• _Data records_:
______________________________

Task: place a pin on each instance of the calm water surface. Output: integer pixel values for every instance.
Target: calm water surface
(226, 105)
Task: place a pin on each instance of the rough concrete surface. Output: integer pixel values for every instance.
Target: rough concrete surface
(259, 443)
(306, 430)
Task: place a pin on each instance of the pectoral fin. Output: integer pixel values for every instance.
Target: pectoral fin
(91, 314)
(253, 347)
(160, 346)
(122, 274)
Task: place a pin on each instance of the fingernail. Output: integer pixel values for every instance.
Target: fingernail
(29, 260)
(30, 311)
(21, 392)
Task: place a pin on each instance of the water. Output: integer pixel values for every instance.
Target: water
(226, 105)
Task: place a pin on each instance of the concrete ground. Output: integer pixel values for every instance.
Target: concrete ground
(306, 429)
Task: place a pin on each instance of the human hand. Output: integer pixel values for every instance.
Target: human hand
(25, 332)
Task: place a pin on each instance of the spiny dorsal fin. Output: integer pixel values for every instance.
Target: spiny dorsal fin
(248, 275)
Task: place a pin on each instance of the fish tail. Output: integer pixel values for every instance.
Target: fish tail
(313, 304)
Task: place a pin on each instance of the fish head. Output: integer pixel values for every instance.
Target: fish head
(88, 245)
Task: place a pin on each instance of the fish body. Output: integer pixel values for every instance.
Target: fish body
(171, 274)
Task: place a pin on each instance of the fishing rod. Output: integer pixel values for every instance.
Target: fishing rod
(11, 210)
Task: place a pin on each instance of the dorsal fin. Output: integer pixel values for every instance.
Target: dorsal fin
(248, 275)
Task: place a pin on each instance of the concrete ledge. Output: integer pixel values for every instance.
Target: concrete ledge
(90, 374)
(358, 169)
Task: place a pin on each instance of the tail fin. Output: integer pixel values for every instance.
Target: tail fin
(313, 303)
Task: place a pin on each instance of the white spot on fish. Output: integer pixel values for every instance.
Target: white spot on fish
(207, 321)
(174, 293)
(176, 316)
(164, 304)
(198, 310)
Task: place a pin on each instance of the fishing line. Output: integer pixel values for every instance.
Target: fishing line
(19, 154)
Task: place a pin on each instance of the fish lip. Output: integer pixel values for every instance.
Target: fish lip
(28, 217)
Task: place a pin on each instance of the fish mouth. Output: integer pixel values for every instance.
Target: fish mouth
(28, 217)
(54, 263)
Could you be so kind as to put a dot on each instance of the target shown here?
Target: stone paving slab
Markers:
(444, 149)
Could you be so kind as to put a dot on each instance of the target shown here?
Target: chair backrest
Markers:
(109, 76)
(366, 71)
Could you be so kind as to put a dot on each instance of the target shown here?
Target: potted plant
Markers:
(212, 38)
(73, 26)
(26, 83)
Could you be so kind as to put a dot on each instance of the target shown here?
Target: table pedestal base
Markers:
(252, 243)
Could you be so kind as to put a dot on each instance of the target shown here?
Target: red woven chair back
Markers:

______________________________

• _What is required_: Could you reproduce, exactly as written, the lines running from the one with "Target: fishing line" to the end of the entries above?

• _Solution to the problem_:
Target: fishing line
(19, 154)
Task: place a pin on each instance of the fish lip. Output: integer pixel values for every instance.
Target: fish lip
(28, 217)
Task: place a pin on each instance of the fish mouth. Output: integer pixel values for every instance.
Target: fish mouth
(28, 217)
(54, 263)
Could you be so kind as to put a dot on each instance of the target shown here?
Target: stone paving slab
Markers:
(444, 149)
Could you be so kind as to put a dot on each instance of the target shown here?
Target: chair backrest
Markers:
(109, 76)
(366, 71)
Could you be so kind as to put a dot on each instance of the target shown here?
Target: potted plant
Markers:
(212, 38)
(73, 26)
(26, 83)
Could you be so kind as to put a dot on each instance of the target shown here?
Target: table pedestal base
Markers:
(252, 243)
Could you be so kind as to put a dot on each instance of the target shown here?
Target: red woven chair back
Markers:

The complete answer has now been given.